-- BEGIN --
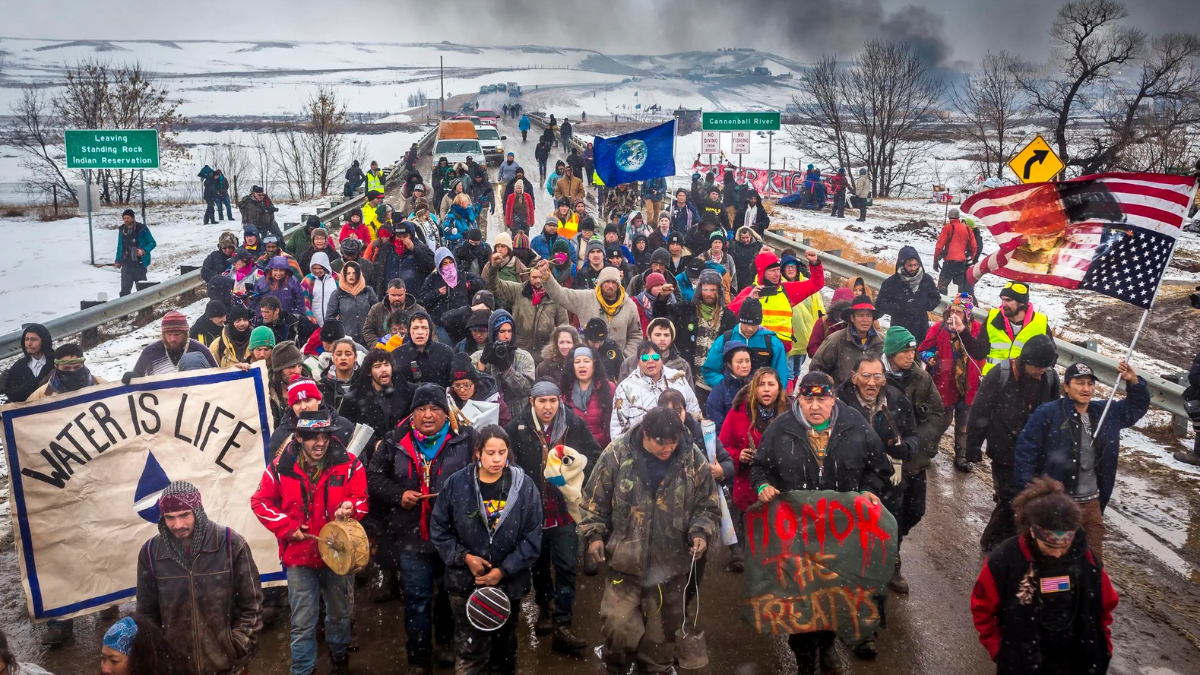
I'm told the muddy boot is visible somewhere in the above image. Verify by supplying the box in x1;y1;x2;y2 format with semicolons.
552;617;588;656
888;552;908;596
533;605;554;635
821;640;846;673
954;429;974;473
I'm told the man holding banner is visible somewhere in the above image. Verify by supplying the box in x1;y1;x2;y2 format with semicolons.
138;480;263;675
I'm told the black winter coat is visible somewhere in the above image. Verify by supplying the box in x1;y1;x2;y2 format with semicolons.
878;246;942;341
430;465;542;595
367;420;475;554
750;401;893;497
391;338;454;387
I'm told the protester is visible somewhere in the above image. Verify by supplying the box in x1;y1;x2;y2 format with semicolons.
430;425;542;675
610;340;701;438
508;380;601;656
4;323;54;404
137;480;263;673
750;372;893;675
113;209;157;298
969;335;1061;552
250;410;367;675
971;478;1117;675
367;382;476;675
578;403;720;673
1013;360;1150;566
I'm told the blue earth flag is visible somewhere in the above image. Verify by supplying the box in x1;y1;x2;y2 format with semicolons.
592;120;676;185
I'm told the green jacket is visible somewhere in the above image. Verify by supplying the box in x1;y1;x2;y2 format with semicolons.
578;424;721;587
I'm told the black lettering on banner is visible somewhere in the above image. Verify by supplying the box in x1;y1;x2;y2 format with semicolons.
138;393;162;434
217;420;254;473
196;406;233;451
175;394;192;443
88;401;127;444
73;412;110;460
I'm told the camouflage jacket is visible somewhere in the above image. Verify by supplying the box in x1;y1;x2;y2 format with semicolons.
578;424;720;586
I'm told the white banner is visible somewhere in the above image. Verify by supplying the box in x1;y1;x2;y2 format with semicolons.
0;364;283;621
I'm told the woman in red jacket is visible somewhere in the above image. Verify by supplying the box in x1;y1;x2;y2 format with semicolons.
560;346;617;448
719;368;787;573
917;293;989;471
971;477;1117;675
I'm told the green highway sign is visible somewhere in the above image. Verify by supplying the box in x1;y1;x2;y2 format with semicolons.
64;129;158;169
700;113;779;131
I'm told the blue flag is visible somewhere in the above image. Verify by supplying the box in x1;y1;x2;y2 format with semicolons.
592;120;676;185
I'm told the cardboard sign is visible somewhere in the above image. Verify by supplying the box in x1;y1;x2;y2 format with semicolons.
744;490;899;644
0;364;283;621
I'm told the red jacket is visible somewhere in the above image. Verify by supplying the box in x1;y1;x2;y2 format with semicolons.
719;389;762;512
916;318;988;408
504;192;534;229
934;220;978;263
250;438;367;569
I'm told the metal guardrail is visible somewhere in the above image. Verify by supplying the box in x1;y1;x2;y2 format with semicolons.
764;232;1187;418
0;153;415;359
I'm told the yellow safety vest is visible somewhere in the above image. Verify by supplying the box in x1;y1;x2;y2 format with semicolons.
983;309;1049;375
758;287;792;342
367;172;385;195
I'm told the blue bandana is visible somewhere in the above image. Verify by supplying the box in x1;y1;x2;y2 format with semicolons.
104;616;138;656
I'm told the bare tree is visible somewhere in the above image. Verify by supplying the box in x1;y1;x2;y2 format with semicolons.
10;86;78;201
950;52;1026;178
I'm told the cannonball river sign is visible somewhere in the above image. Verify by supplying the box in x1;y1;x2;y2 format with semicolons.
744;491;899;644
64;129;158;169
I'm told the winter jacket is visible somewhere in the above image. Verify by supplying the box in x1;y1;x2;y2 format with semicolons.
137;521;263;675
563;381;617;449
750;401;893;498
578;424;720;587
506;405;604;526
325;286;379;345
809;325;883;383
875;246;942;336
971;528;1117;675
917;318;989;410
1014;377;1150;509
200;249;233;283
703;325;788;387
367;419;475;554
250;437;367;569
934;219;978;263
115;222;158;267
610;366;701;438
430;465;542;603
883;357;953;477
967;357;1062;470
545;267;642;357
132;339;217;377
4;323;54;404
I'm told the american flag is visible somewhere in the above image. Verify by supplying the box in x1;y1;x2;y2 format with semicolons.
962;173;1196;309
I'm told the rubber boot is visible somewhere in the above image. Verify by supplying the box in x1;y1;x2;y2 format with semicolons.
954;429;974;473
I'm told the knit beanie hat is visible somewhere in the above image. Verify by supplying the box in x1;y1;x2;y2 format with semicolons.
883;325;917;357
162;310;190;333
250;325;275;352
738;298;762;325
288;375;320;406
271;340;304;372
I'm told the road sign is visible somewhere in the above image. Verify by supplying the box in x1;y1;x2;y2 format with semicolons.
732;131;750;155
1008;133;1066;183
700;112;779;131
65;129;158;169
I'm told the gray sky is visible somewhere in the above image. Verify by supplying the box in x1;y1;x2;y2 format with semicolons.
0;0;1200;66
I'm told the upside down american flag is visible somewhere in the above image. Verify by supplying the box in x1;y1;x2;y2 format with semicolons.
961;173;1196;309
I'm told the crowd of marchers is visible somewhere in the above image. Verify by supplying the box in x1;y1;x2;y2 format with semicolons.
6;130;1180;675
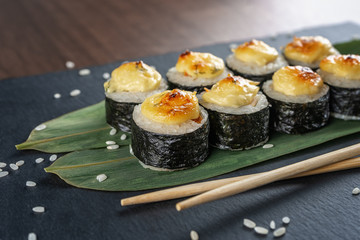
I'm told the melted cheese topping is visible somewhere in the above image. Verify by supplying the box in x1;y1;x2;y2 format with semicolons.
284;36;332;63
232;40;279;66
320;55;360;80
202;75;259;107
273;66;324;96
175;51;225;78
104;61;161;93
141;89;201;124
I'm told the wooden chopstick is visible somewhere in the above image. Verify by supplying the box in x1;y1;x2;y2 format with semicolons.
176;143;360;211
121;157;360;206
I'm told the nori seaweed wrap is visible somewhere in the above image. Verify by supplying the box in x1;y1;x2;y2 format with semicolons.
131;89;210;171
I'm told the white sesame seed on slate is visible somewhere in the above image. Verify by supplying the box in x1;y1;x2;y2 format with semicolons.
243;218;256;229
270;220;276;230
190;230;199;240
282;217;290;224
32;206;45;213
70;89;81;97
106;144;120;150
28;233;37;240
352;188;360;195
9;163;19;171
273;227;286;237
96;174;107;182
254;227;269;235
35;158;44;163
263;143;274;148
109;128;117;136
26;181;36;187
0;171;9;178
65;61;75;69
15;160;25;167
103;73;110;80
35;124;46;131
49;154;57;162
120;134;126;141
79;68;91;76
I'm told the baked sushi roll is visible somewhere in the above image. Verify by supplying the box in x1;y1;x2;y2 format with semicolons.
199;75;270;150
104;61;167;132
226;40;288;82
166;51;230;93
318;55;360;120
283;36;339;70
263;66;330;134
131;89;210;170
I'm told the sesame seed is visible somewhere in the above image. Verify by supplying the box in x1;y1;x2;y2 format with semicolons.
26;181;36;187
35;158;44;163
109;128;117;136
190;230;199;240
15;160;25;167
254;227;269;235
65;61;75;69
282;217;290;224
103;73;110;80
9;163;19;171
120;134;126;141
79;68;91;76
49;154;57;162
35;124;46;131
0;171;9;178
105;141;116;145
96;174;107;182
32;206;45;213
28;233;37;240
106;144;120;150
352;188;360;195
243;218;256;229
70;89;81;97
270;220;276;230
273;227;286;237
263;143;274;148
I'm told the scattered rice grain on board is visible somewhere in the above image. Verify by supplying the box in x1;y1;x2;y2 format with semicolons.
273;227;286;237
190;230;199;240
243;218;256;229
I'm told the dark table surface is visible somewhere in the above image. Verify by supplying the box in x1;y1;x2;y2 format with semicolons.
0;23;360;240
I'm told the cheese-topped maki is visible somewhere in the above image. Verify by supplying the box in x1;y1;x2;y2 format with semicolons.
263;66;329;134
166;51;230;92
104;61;167;132
199;75;270;150
131;89;209;170
318;55;360;120
226;40;288;81
284;36;339;69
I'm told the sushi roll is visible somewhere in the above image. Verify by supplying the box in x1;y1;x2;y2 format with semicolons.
226;40;288;82
104;61;167;132
131;89;210;171
283;36;339;70
199;75;270;150
318;55;360;120
166;51;230;93
263;66;330;134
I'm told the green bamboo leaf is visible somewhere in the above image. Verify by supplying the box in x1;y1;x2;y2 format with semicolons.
45;119;360;191
16;101;130;153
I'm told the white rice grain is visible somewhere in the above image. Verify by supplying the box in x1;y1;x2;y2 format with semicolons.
273;227;286;237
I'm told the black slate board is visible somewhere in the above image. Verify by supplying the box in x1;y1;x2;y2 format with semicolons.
0;23;360;240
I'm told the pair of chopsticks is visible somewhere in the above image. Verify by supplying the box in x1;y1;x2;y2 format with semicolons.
121;143;360;211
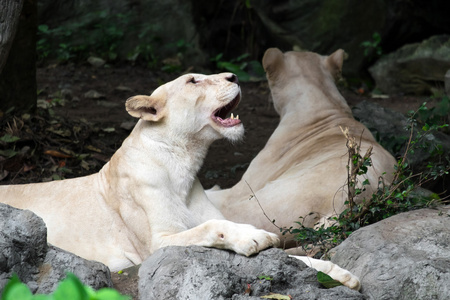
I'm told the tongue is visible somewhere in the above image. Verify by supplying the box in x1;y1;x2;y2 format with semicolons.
216;117;241;127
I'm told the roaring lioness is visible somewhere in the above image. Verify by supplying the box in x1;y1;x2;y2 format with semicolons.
207;48;395;247
0;73;278;271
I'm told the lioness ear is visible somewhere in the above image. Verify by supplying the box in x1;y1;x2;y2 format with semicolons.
125;94;166;122
325;49;346;80
262;48;284;80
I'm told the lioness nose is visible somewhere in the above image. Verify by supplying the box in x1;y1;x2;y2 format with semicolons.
227;74;239;85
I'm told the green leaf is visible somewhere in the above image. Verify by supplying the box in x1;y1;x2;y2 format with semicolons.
53;273;89;300
95;288;130;300
1;274;33;300
0;149;18;158
317;271;342;289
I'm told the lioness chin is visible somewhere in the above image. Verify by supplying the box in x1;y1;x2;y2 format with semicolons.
0;73;358;290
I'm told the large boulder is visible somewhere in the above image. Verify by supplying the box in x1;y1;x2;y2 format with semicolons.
139;246;364;300
0;203;112;294
330;206;450;300
369;35;450;95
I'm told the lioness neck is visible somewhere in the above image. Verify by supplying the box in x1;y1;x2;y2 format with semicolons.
116;122;211;194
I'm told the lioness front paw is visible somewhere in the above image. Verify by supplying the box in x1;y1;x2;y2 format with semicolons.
214;222;280;256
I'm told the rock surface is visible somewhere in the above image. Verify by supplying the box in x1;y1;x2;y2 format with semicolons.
330;206;450;300
0;203;112;294
369;35;450;95
139;246;364;300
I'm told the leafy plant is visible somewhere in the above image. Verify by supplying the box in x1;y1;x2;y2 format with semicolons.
250;97;450;254
361;32;383;57
1;273;130;300
290;99;450;251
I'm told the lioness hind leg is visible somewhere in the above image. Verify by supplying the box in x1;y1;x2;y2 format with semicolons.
289;255;361;291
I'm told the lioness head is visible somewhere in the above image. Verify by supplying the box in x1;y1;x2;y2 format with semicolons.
126;73;244;141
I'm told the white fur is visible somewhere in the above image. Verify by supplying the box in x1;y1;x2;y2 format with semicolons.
0;73;279;271
207;48;395;288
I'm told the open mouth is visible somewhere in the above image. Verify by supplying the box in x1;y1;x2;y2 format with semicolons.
211;93;241;127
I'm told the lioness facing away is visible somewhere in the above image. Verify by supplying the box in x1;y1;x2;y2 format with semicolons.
0;73;360;289
207;48;395;253
0;73;278;271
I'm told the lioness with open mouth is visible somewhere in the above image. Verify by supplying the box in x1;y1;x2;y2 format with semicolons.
0;73;359;285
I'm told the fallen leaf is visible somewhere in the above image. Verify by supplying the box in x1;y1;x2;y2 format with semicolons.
44;150;72;158
0;170;9;181
85;145;102;153
261;293;292;300
102;127;116;132
244;283;252;295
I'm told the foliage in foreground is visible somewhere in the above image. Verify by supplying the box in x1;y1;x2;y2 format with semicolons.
1;273;130;300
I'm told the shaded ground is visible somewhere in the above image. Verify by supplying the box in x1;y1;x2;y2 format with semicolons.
0;65;423;188
0;65;436;296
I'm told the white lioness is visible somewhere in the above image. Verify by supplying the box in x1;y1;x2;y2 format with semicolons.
0;73;359;288
207;48;395;248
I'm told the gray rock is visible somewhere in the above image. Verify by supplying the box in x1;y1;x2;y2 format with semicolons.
139;246;364;300
369;35;450;95
0;203;112;294
330;206;450;300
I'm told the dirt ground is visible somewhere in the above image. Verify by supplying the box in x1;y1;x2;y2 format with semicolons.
0;65;436;296
0;64;423;188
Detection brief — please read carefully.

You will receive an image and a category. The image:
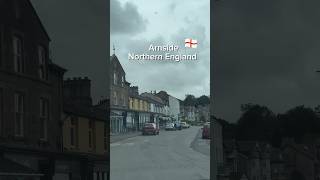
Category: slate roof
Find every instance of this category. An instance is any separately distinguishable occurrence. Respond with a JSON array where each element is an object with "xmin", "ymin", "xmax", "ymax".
[
  {"xmin": 0, "ymin": 157, "xmax": 42, "ymax": 176},
  {"xmin": 63, "ymin": 104, "xmax": 108, "ymax": 121}
]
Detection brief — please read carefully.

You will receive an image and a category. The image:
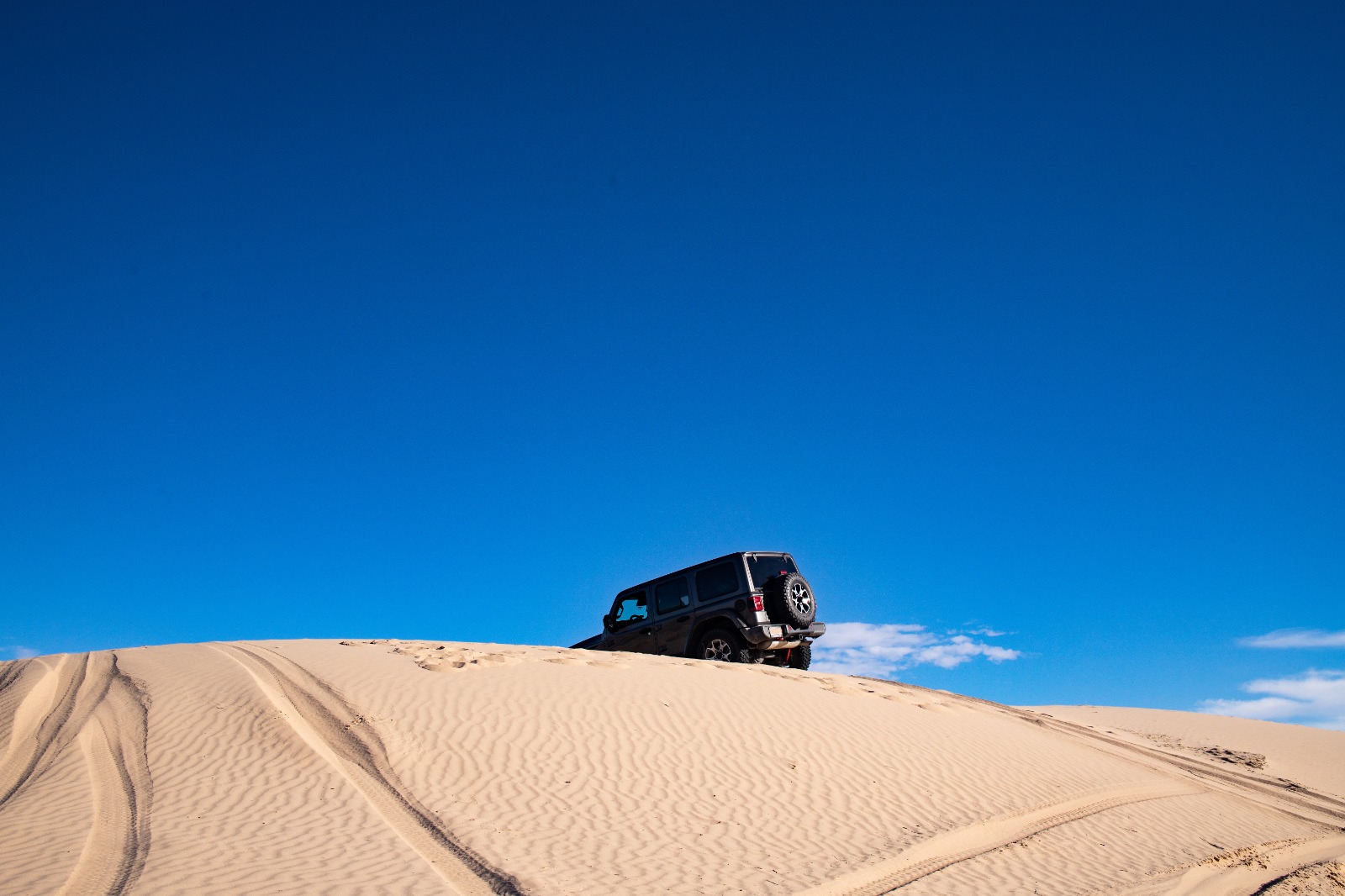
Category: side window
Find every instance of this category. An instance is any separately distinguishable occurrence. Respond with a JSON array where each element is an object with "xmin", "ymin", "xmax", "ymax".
[
  {"xmin": 612, "ymin": 591, "xmax": 650, "ymax": 631},
  {"xmin": 695, "ymin": 560, "xmax": 738, "ymax": 601},
  {"xmin": 654, "ymin": 576, "xmax": 691, "ymax": 614}
]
-- END --
Please collect every line of the entries above that contains the word "american", matching case exactly.

* _FULL RESPONSE_
I'm told the american flag is visible somewhere in the above image. Verify by supplying the box in x1;y1;x2;y2 format with semicolons.
I'm told the upside down american flag is visible somewhere in the above image. Verify by supplying the box in x1;y1;x2;y2 format with semicolons.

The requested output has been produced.